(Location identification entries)
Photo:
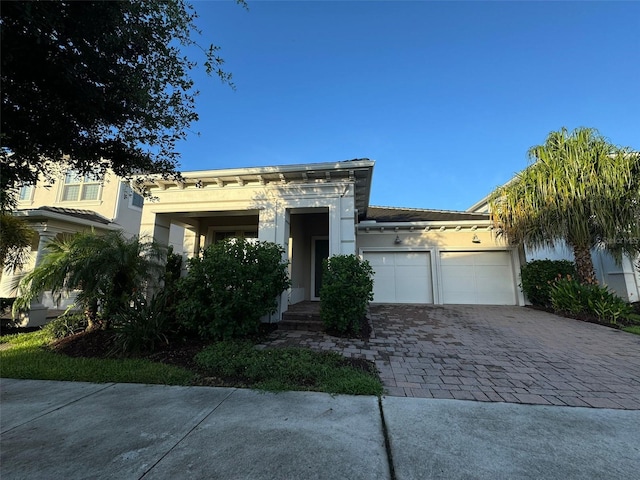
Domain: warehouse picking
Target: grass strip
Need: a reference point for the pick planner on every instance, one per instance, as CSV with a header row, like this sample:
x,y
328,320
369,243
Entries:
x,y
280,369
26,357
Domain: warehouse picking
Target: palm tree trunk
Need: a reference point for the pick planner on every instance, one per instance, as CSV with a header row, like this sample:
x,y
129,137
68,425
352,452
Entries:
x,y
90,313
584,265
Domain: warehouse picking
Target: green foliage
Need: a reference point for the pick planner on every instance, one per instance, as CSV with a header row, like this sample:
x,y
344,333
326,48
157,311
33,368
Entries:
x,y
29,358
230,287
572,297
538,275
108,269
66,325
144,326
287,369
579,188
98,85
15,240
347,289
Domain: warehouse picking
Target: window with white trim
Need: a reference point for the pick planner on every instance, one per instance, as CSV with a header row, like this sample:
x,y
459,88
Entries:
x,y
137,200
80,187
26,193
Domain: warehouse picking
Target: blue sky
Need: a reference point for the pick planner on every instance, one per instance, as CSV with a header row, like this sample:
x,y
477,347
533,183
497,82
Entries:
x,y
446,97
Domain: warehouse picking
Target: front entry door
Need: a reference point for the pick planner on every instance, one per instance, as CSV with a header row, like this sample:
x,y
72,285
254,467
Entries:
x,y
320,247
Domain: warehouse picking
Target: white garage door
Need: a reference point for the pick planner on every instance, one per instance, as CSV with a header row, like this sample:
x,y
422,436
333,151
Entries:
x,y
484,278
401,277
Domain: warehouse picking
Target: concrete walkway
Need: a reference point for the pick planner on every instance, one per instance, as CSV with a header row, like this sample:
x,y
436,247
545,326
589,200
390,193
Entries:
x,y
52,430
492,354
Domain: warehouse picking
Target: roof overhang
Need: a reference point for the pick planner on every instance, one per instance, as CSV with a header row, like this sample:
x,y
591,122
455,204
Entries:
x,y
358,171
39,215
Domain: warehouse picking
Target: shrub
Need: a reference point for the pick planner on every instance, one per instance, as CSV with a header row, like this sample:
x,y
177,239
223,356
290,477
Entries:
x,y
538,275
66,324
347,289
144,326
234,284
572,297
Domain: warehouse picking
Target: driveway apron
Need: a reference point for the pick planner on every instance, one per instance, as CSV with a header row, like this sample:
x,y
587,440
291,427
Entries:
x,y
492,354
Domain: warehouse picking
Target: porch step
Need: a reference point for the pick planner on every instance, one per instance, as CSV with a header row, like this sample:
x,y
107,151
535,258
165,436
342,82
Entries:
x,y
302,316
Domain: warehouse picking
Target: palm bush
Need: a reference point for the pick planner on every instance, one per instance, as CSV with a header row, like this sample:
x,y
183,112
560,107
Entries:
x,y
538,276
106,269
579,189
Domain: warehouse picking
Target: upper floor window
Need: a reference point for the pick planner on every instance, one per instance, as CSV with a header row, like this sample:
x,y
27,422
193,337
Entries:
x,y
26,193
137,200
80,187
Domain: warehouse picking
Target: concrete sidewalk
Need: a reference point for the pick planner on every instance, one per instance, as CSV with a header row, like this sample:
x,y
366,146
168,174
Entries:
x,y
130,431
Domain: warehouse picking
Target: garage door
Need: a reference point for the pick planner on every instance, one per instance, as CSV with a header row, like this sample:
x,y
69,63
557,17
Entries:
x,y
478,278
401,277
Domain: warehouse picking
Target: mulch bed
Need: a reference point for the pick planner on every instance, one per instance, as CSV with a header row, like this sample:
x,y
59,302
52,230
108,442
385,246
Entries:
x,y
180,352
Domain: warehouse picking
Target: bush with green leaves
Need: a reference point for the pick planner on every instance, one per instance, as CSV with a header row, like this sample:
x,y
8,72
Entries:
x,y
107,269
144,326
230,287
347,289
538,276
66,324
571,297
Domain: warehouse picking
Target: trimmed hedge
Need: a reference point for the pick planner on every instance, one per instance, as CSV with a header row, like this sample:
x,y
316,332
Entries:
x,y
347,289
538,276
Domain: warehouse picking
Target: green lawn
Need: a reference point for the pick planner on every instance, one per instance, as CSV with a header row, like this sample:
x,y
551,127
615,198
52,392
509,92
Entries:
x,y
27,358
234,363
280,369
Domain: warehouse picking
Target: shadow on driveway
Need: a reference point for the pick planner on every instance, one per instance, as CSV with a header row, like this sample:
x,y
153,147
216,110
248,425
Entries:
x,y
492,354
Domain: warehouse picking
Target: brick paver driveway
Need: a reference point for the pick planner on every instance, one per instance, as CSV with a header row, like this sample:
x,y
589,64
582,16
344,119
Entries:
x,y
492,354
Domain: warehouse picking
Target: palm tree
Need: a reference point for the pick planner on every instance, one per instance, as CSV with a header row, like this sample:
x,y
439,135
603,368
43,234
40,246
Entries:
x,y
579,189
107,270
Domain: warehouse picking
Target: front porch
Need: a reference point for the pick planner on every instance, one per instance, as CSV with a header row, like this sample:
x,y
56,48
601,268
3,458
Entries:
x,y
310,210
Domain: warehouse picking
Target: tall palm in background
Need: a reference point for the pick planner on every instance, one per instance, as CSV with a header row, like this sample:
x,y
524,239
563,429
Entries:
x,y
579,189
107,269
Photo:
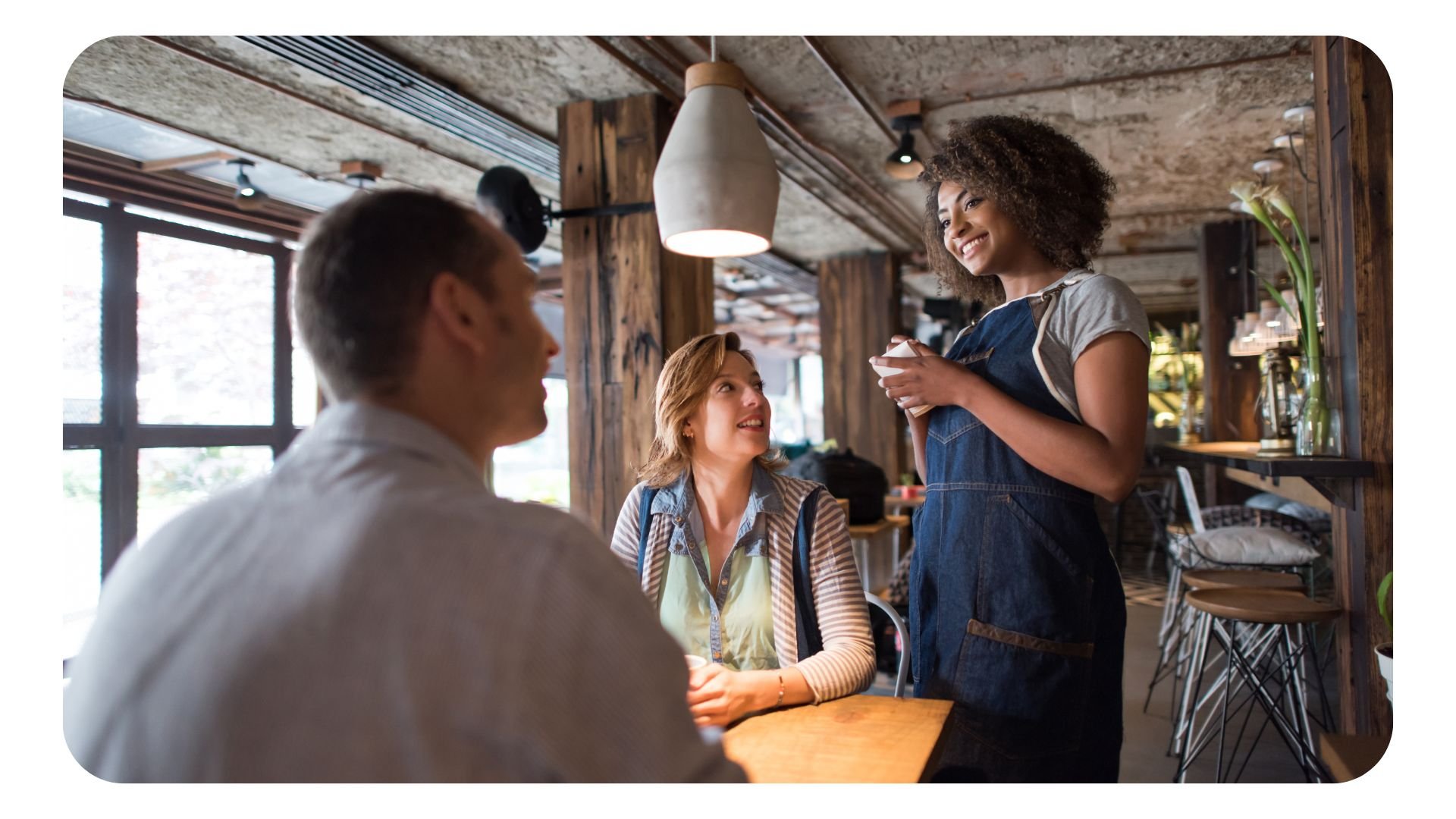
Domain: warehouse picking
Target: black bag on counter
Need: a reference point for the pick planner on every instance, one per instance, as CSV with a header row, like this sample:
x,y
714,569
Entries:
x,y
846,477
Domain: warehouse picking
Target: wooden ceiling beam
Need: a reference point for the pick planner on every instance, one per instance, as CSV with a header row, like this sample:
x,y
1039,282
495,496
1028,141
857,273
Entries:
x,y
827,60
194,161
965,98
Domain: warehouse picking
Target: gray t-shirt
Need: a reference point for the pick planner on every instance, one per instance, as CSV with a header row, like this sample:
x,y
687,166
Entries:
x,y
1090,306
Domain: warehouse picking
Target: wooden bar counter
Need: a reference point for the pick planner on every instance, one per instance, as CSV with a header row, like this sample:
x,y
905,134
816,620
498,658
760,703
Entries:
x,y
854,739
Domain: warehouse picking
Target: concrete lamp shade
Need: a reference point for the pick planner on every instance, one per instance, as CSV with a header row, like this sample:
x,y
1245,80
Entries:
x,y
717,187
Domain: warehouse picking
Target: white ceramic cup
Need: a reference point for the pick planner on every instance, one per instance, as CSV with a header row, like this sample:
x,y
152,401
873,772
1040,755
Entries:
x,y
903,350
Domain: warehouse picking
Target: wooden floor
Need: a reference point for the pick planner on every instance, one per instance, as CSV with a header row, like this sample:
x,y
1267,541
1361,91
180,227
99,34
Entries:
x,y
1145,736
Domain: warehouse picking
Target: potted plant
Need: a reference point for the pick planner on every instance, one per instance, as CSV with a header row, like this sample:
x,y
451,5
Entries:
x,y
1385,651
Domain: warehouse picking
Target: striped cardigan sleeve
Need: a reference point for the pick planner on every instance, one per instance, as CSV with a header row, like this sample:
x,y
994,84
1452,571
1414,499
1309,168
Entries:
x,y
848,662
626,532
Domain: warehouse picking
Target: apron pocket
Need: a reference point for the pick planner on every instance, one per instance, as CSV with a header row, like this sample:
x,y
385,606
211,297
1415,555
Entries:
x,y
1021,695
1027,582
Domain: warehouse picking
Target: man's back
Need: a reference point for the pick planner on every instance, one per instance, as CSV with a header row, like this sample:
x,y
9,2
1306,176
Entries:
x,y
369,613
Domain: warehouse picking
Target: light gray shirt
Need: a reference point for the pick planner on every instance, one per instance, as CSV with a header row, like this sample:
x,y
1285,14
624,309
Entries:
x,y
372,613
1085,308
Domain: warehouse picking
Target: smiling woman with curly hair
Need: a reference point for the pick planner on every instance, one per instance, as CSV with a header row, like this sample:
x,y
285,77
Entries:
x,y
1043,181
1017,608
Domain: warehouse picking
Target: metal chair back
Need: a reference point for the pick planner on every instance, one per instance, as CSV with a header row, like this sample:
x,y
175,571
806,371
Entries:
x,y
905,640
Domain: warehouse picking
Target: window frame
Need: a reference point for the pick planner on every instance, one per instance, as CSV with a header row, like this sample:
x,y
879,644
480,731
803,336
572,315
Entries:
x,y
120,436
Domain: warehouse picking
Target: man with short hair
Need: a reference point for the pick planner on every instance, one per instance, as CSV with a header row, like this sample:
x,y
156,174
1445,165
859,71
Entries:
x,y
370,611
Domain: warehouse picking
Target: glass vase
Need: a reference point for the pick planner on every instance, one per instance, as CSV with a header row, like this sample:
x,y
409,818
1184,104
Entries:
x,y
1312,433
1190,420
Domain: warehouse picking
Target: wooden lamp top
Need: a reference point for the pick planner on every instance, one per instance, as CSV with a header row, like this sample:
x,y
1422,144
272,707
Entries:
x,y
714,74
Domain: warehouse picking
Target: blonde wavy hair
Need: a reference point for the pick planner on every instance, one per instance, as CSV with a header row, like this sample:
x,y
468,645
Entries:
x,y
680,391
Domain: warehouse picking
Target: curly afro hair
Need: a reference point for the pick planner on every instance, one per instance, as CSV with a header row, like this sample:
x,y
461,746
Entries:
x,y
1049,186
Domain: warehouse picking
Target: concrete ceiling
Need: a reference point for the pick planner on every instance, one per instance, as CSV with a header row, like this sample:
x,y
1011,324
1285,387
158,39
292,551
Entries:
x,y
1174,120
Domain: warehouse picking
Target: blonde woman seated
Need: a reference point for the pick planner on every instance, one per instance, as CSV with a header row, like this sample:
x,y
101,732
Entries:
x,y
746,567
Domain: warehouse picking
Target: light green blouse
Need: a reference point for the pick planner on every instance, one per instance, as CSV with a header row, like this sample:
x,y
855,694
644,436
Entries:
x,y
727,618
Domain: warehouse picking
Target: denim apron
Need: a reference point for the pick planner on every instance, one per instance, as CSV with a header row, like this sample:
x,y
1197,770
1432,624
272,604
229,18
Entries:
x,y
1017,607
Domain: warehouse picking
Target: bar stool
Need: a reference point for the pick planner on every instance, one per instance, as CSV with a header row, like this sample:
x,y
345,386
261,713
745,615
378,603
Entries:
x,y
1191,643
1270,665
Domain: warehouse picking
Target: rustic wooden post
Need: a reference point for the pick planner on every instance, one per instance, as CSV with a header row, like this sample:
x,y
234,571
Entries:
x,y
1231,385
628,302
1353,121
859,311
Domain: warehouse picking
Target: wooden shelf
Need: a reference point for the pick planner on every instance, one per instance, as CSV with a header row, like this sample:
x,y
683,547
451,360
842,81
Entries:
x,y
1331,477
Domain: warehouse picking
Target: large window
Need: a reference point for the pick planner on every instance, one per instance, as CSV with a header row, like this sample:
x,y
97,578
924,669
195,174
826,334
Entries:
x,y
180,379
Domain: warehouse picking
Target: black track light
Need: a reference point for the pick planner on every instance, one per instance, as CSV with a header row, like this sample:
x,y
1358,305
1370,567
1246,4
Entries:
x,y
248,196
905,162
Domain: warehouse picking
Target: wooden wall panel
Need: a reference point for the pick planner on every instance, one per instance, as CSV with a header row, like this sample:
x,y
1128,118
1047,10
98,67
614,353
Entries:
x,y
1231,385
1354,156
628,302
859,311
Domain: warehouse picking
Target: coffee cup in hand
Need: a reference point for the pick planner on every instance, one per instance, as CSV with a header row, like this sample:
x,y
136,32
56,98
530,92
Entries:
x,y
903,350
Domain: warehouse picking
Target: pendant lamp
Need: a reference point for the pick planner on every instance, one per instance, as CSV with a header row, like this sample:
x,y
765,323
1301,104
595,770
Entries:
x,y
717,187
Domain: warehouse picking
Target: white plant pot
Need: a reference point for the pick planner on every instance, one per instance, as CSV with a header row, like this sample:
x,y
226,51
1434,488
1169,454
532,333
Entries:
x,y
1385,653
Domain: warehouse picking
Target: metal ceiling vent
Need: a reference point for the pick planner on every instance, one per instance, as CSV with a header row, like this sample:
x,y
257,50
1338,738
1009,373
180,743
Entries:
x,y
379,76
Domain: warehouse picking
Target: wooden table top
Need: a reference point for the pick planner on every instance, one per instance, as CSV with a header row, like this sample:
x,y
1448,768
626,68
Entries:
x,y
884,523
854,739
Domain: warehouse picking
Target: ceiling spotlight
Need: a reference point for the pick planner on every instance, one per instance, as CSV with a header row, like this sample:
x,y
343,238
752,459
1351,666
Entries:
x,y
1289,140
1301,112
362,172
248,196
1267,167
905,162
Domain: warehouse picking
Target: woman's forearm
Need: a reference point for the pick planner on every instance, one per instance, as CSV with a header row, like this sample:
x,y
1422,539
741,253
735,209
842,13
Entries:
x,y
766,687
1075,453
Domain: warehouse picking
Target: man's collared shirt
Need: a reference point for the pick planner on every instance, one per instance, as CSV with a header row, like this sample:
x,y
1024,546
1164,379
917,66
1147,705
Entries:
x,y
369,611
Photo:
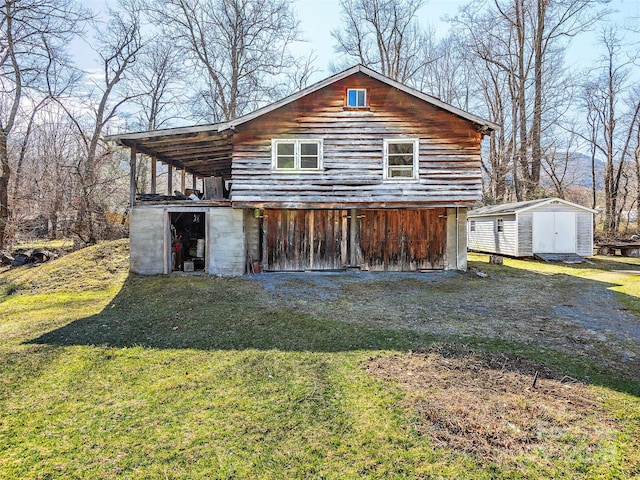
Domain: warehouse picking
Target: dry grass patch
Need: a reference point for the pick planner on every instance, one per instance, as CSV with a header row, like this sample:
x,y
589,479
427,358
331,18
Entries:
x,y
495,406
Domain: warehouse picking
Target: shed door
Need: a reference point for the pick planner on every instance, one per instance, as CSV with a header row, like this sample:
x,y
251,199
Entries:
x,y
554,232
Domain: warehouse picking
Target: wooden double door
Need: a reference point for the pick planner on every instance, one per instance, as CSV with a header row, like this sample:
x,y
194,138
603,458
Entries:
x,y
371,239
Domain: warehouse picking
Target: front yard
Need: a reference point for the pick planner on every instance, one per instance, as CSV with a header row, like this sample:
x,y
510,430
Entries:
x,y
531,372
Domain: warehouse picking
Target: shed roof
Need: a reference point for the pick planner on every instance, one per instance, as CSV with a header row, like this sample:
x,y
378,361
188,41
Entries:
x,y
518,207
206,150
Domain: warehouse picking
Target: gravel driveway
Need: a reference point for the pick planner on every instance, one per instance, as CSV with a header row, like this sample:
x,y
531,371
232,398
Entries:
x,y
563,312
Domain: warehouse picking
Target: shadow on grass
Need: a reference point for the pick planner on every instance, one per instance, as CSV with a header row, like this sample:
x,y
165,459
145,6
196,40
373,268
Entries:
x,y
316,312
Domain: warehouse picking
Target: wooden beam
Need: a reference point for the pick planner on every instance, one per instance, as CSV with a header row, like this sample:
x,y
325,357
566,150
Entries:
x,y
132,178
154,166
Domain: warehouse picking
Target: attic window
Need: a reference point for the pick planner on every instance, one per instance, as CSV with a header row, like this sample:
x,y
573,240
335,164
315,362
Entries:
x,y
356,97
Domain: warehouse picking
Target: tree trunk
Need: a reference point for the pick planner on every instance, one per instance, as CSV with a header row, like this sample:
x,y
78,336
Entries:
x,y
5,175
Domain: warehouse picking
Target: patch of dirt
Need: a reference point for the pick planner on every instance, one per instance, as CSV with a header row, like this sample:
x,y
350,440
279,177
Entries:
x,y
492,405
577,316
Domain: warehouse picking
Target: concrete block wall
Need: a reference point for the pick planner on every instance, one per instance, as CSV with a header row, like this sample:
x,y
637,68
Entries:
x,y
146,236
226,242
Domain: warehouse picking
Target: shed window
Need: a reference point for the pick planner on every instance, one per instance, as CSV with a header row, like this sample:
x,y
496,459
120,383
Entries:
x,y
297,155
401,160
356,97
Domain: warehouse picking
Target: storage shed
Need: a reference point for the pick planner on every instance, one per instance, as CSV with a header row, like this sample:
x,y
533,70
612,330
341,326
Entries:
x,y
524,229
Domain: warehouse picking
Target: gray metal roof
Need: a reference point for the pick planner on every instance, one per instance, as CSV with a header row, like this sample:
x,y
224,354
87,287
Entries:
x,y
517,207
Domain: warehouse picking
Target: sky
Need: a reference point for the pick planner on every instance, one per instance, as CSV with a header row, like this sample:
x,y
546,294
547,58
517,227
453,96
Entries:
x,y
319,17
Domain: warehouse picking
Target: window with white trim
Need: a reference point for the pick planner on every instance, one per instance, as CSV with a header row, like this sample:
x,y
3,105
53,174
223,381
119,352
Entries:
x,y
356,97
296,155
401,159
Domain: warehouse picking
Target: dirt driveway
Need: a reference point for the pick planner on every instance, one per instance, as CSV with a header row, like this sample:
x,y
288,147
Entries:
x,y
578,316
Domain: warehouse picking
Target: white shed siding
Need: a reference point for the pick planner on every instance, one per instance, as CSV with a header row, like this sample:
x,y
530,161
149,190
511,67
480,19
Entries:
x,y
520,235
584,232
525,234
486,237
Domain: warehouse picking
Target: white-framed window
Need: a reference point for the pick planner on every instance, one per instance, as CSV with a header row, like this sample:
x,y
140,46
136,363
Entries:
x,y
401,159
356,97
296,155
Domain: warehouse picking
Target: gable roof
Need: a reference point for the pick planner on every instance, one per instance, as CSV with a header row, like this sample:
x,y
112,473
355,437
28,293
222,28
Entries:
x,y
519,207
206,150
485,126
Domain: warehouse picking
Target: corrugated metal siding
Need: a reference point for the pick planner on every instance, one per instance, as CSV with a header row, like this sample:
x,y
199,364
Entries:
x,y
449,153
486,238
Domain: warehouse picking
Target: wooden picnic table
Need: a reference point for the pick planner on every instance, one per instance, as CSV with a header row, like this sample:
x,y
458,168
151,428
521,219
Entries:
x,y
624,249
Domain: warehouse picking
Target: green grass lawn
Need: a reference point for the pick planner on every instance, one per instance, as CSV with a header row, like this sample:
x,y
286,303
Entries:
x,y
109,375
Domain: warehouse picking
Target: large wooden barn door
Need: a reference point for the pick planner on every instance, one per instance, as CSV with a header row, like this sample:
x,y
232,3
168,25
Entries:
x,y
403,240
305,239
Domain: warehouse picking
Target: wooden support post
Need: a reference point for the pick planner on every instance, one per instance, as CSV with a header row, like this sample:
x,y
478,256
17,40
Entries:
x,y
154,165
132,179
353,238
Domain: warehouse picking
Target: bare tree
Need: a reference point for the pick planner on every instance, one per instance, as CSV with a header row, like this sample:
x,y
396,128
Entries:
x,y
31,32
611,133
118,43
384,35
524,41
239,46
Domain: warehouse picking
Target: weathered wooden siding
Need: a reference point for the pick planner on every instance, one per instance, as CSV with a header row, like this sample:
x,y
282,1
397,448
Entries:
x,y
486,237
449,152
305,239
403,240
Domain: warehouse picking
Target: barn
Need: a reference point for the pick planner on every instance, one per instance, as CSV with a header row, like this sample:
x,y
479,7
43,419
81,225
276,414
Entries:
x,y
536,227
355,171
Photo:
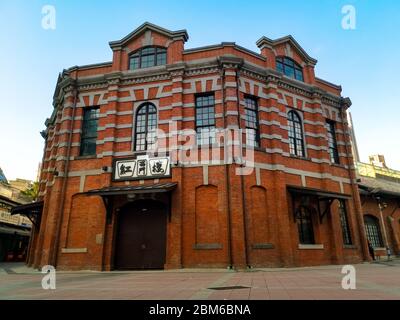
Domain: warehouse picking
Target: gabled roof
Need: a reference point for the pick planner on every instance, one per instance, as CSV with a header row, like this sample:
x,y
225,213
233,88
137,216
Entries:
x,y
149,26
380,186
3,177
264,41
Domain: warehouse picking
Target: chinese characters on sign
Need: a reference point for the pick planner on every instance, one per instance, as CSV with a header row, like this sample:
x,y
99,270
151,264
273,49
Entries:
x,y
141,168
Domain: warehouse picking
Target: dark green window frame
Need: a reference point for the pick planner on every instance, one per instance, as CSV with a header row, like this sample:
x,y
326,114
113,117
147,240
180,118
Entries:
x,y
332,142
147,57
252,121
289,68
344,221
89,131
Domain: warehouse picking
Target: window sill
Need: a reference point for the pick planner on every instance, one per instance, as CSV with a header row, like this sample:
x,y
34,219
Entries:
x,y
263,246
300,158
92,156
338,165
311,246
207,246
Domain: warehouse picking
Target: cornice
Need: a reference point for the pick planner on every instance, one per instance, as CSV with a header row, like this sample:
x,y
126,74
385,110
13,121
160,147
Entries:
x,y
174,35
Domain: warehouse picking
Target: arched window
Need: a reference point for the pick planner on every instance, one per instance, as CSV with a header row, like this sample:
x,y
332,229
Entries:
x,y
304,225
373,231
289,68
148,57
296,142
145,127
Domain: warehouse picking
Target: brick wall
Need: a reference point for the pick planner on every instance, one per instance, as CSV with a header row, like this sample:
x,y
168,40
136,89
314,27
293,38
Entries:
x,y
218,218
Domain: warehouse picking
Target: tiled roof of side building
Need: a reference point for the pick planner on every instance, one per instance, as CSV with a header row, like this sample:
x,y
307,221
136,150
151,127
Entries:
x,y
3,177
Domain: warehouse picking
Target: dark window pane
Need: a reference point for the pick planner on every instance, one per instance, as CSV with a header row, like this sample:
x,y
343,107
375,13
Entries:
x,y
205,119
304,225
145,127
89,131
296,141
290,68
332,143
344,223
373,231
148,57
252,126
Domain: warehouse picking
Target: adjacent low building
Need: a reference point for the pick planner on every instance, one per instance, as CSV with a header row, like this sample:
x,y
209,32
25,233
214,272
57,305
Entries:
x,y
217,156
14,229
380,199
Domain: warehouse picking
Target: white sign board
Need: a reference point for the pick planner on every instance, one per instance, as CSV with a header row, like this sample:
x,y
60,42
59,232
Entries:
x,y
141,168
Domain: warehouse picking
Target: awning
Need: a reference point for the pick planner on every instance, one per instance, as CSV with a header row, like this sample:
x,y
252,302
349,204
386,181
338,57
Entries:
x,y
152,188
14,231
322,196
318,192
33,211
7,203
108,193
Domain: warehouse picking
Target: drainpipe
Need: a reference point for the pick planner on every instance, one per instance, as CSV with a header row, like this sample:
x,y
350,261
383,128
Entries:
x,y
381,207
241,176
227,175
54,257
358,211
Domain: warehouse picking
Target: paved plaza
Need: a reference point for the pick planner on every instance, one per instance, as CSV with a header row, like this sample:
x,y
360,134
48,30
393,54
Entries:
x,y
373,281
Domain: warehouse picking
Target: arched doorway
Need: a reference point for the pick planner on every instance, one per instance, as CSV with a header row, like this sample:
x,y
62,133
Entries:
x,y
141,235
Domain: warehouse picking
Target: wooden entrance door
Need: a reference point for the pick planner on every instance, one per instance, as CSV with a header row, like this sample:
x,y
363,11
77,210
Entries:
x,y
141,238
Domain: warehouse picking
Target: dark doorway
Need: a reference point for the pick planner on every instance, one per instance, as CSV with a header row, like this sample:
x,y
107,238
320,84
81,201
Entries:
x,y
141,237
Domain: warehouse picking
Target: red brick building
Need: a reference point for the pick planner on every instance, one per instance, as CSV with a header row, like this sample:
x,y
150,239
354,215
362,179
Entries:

* WORK REQUIRED: Show every line from the entries above that contains the string "floor", copying each of those lines in full. Case counts when matching.

* SOLVED EXERCISE:
Target: upper floor window
Target: wooden floor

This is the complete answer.